(Stored records)
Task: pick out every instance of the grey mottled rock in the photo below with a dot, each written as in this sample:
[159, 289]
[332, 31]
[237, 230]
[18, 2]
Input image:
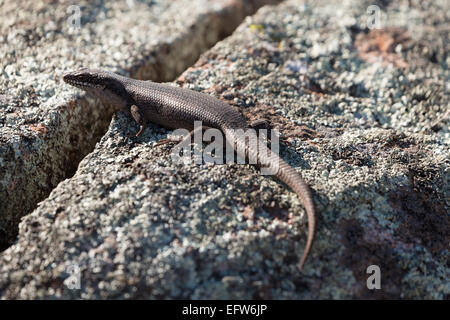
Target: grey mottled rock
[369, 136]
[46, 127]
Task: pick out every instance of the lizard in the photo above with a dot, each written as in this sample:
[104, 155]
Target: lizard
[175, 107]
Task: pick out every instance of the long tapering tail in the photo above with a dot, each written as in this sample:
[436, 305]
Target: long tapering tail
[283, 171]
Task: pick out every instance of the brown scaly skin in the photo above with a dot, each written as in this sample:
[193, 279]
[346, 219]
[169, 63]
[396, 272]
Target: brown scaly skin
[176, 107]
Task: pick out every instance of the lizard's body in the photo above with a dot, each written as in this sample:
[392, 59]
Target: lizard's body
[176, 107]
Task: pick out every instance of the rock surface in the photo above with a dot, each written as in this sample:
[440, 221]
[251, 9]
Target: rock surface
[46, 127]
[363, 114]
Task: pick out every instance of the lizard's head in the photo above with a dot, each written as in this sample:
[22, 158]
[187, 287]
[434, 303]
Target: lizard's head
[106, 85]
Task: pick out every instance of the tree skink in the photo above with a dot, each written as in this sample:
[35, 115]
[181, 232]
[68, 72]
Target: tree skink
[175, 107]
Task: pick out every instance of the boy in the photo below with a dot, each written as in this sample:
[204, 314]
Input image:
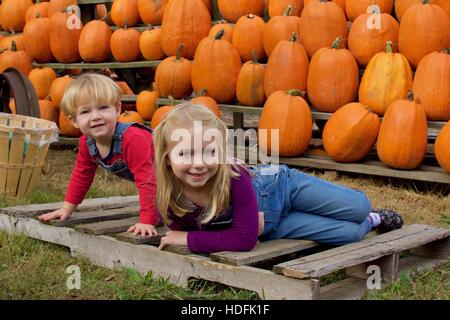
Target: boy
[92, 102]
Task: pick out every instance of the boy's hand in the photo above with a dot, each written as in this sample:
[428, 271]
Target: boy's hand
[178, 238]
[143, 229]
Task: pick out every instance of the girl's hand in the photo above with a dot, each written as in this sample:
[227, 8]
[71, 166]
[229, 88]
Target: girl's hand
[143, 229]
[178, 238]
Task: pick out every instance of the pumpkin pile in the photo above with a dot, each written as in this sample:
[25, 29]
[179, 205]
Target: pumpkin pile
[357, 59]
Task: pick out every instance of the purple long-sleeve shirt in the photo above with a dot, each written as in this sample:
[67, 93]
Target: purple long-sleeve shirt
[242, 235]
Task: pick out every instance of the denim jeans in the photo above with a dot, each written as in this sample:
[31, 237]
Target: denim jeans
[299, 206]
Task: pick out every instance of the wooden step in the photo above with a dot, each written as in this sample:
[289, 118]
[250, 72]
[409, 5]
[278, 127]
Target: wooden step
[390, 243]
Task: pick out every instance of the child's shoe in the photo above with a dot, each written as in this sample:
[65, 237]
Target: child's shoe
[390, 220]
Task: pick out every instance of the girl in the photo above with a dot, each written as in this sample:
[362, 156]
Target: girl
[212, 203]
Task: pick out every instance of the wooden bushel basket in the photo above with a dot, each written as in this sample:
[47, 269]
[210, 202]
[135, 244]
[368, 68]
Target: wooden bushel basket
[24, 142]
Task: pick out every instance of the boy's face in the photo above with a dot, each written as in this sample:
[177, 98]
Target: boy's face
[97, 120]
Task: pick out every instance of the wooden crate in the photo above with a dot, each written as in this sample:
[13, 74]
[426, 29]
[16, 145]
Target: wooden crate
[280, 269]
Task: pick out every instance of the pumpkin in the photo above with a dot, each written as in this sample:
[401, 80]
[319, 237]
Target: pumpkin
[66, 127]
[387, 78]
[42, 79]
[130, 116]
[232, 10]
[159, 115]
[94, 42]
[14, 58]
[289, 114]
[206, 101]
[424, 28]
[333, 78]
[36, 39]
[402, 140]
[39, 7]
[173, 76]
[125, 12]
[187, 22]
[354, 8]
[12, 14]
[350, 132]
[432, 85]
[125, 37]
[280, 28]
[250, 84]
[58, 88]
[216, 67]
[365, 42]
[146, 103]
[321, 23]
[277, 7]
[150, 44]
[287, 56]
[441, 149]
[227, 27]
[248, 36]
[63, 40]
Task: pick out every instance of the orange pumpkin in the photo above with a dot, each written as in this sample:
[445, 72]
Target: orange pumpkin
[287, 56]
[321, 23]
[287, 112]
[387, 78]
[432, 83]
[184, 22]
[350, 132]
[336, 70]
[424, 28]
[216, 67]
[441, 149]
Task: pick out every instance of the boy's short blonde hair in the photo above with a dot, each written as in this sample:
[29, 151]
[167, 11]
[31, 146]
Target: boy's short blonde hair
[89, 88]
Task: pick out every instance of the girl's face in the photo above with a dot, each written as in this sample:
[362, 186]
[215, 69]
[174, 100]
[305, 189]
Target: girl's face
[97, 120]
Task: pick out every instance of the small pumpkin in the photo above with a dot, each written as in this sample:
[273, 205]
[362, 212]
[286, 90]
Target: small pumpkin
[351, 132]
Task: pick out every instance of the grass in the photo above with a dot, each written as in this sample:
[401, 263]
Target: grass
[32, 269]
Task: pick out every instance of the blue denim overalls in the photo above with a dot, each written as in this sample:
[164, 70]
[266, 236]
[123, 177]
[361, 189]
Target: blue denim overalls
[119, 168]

* **Work task**
For each line above that includes "below", make a copy.

* **Result of the task**
Task: pick out every instance of the grey mottled rock in the photo below with a dot, each written as in this sample:
Task: pick out every instance of the boy in the photo below with a dot, each written as in this sample:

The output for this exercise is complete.